- [BRIEF]: Can you rewrite every one of the records below as a Markdown table with two columns, Row and Line, giving each line its row number and skipping any blank lines? Leave the pictures out of it.

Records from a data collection
★ ★ ★ ★

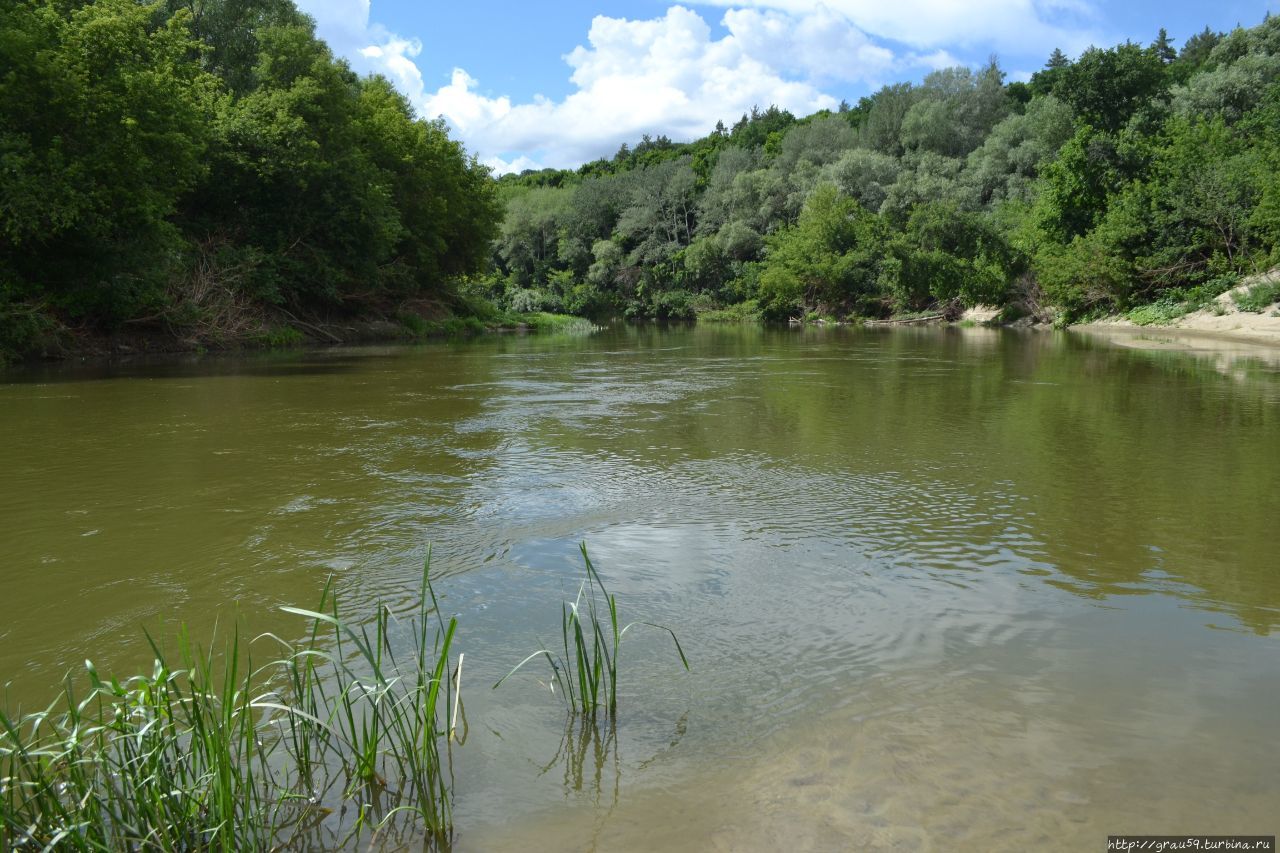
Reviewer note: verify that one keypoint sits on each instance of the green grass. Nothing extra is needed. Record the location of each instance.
(1258, 297)
(1157, 313)
(280, 337)
(1176, 302)
(330, 739)
(748, 311)
(544, 322)
(586, 673)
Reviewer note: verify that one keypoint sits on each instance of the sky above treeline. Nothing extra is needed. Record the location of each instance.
(531, 85)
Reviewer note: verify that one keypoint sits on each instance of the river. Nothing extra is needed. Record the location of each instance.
(940, 588)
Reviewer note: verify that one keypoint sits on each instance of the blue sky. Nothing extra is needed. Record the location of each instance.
(558, 83)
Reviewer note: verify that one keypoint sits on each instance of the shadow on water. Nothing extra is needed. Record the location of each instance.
(275, 363)
(908, 564)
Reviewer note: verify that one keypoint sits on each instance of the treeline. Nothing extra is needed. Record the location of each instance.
(197, 164)
(1128, 176)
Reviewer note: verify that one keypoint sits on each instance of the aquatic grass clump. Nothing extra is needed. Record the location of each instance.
(586, 673)
(338, 737)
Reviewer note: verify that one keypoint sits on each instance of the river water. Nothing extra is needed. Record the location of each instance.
(940, 588)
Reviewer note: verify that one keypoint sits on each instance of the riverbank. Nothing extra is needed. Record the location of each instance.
(283, 331)
(1247, 315)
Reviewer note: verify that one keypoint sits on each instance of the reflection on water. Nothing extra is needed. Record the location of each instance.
(937, 587)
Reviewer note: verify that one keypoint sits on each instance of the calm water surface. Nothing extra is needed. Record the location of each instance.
(941, 588)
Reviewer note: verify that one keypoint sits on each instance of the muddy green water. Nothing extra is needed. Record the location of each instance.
(941, 589)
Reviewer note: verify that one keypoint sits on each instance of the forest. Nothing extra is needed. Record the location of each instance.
(210, 172)
(1129, 176)
(208, 168)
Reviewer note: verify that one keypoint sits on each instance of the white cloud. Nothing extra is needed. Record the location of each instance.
(671, 76)
(821, 45)
(1006, 24)
(667, 76)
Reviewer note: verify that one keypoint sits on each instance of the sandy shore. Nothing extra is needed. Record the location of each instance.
(1216, 328)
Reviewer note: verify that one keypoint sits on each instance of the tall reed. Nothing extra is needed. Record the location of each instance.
(586, 673)
(346, 733)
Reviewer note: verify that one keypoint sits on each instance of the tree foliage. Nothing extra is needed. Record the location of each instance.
(155, 154)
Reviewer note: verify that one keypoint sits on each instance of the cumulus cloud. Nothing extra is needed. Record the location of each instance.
(666, 74)
(1008, 24)
(672, 76)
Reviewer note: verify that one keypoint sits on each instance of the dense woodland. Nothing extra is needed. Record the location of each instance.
(1129, 176)
(208, 169)
(200, 167)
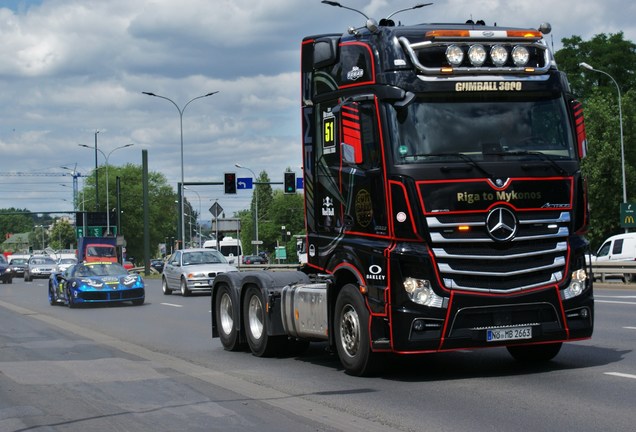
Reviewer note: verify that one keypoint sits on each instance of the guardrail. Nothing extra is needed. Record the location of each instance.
(625, 270)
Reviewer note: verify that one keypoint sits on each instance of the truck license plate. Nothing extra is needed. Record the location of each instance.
(516, 333)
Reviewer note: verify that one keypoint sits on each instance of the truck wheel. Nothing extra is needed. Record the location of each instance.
(534, 353)
(352, 334)
(225, 320)
(164, 287)
(261, 344)
(184, 288)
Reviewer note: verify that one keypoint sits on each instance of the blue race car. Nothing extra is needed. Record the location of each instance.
(95, 282)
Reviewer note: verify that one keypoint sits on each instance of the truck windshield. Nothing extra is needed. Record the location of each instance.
(432, 129)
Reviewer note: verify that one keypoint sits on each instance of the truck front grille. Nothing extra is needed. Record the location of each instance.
(469, 259)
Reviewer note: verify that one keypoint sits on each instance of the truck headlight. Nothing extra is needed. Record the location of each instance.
(420, 292)
(577, 284)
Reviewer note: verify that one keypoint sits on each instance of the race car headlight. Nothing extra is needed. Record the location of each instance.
(420, 292)
(520, 55)
(131, 280)
(477, 55)
(577, 284)
(499, 55)
(454, 55)
(93, 283)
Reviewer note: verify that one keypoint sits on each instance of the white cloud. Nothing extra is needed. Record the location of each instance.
(71, 67)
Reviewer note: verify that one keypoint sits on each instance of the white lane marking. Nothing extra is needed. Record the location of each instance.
(613, 302)
(621, 375)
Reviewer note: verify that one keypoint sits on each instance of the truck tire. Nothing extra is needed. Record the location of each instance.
(261, 344)
(534, 353)
(352, 334)
(225, 319)
(164, 287)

★ ★ ★ ★

- [FULL ANSWER]:
| Row | Line |
|---|---|
| 1 | Reviewer note: verify that one keypoint sits on each instance of the green grass. Nothing extra is needed. Record the location of each instance. |
| 2 | (1258, 297) |
| 3 | (1157, 313) |
| 4 | (280, 337) |
| 5 | (1176, 302) |
| 6 | (330, 739) |
| 7 | (748, 311) |
| 8 | (544, 322) |
| 9 | (586, 673) |
| 10 | Reviewer note: verify that one keypoint sits on each instance of the sky above treeline. Nothing extra is needed. Record the location of each instance. |
| 11 | (531, 85) |
| 12 | Reviewer note: verify that one keypoint sits on each instance of the river. Nothing extra is needed. Record the location of each instance. |
| 13 | (940, 588) |
| 14 | Reviewer note: verify that one keypoint sits on each instance of the blue sky. Nothing extra is needed. Record the location of each instance. |
| 15 | (558, 83) |
| 16 | Reviewer note: verify that one keypoint sits on each instance of the shadow on water. Nothing extra is needed. Record the location of each instance. |
| 17 | (275, 363) |
| 18 | (908, 564) |
| 19 | Reviewer note: verify that one keypoint sits on each instance of the treeline. Nothing extra is needed. Record the location of each instance. |
| 20 | (197, 164) |
| 21 | (1128, 176) |
| 22 | Reviewer note: verify that one keypoint sits on each instance of the aquatic grass clump. Nothing extra is needed. Record the location of each instance. |
| 23 | (586, 673) |
| 24 | (338, 737) |
| 25 | Reviewer note: verify that one keypoint sits on each instance of the river water. Nothing extra is needed. Record the location of each instance. |
| 26 | (940, 588) |
| 27 | Reviewer note: verify that one keypoint sits on each instance of the riverbank. Nothing extra is needed. Record the location of each instance. |
| 28 | (283, 331) |
| 29 | (1247, 315) |
| 30 | Reviewer note: verify that one keypoint sits on each instance of the reflection on water. Nothing extra is needed. Record the location of each instance. |
| 31 | (937, 587) |
| 32 | Reviewer note: verify that one keypoint sits on each instance of the calm water surface. Nothing extra is needed. Record the location of each instance. |
| 33 | (941, 588) |
| 34 | Reviewer note: verify that one keypoint sits on each instance of the muddy green water. Nothing extra is needed. Record the location of each instance. |
| 35 | (941, 589) |
| 36 | Reviewer note: verify that one keypoint sits on each instance of the forest. Nothing extra is needed. Record the location of each instance. |
| 37 | (210, 172) |
| 38 | (1129, 176) |
| 39 | (208, 168) |
| 40 | Reviewer note: verify that one keypoint sits on each instance of the white cloud. Nothing extra is needed. Record the location of each instance. |
| 41 | (671, 76) |
| 42 | (821, 45) |
| 43 | (1006, 24) |
| 44 | (667, 76) |
| 45 | Reviewer note: verify that one keypoint sits on each instance of the sandy shore. Nothing extra is needed. Record the location of each instance. |
| 46 | (1216, 328) |
| 47 | Reviewer note: verify that one keypoint sits on each instance of the tall reed. Nothing extra is needed. Record the location of each instance. |
| 48 | (586, 673) |
| 49 | (346, 733) |
| 50 | Reviewer note: verify that one keypoint sits on each instance of the tree foliage. Nothing extra is needed. Record the location of each instance. |
| 51 | (155, 154) |
| 52 | Reviewer note: verify that one keypoint sits on each instance of the cumulus cloud. Nothing extra is needed. Record the location of each instance. |
| 53 | (666, 74) |
| 54 | (1008, 24) |
| 55 | (672, 76) |
| 56 | Reviewer note: verify that one keypoint sits on each instance of the dense woodland. Nothing extra is needed. Record the location of each instance. |
| 57 | (1129, 176) |
| 58 | (208, 169) |
| 59 | (200, 167) |
| 60 | Reviewer note: verify that one keypoint sits on each instance of the guardrail. Nothing extra is needed. Record the location of each instance. |
| 61 | (625, 270) |
| 62 | Reviewer note: verify that one keypoint sits on each instance of the truck license plate. Nothing extra is needed. Record the location of each instance. |
| 63 | (516, 333) |
| 64 | Reviewer note: verify that one keypoint sits on each instance of the truck wheel. Nothing extra is needed. Record the location of each instance. |
| 65 | (534, 353) |
| 66 | (352, 334) |
| 67 | (225, 320) |
| 68 | (164, 287) |
| 69 | (261, 344) |
| 70 | (184, 288) |
| 71 | Reviewer note: verify that one keypoint sits on each instance of the blue race car. Nothing extra is needed. Record the location of each instance. |
| 72 | (95, 282) |
| 73 | Reviewer note: verify that one keypoint sits on each instance of the truck windshield. Nothing extra is needed. Record the location of each instance. |
| 74 | (432, 129) |
| 75 | Reviewer note: verify that one keypoint sits on each instance of the truck front grille. Nothing extra is needed. Record the location of each instance. |
| 76 | (469, 259) |
| 77 | Reviewer note: verify that one keypoint sits on each instance of the truck headlight. Nothing extra is needed. Record the location of each instance. |
| 78 | (420, 292) |
| 79 | (577, 284) |
| 80 | Reviewer note: verify that one keypoint sits on each instance of the race car headlight. Nothing extra is needed. Record the location of each instance. |
| 81 | (420, 292) |
| 82 | (520, 55) |
| 83 | (131, 280) |
| 84 | (477, 55) |
| 85 | (577, 284) |
| 86 | (499, 55) |
| 87 | (454, 55) |
| 88 | (93, 283) |
| 89 | Reviewer note: verify that one keypoint sits on each instance of the white cloud. Nothing extra is needed. Record the location of each instance. |
| 90 | (71, 67) |
| 91 | Reviewer note: verify that one keypoint sits on each instance of the white lane marking. Nothing extra is needed. Record the location of each instance. |
| 92 | (613, 302) |
| 93 | (621, 375) |
| 94 | Reviewer note: verify that one keypoint sits on each instance of the truck tire. Nothing extra is needed. Record the location of each instance. |
| 95 | (261, 344) |
| 96 | (534, 353) |
| 97 | (352, 334) |
| 98 | (225, 319) |
| 99 | (164, 287) |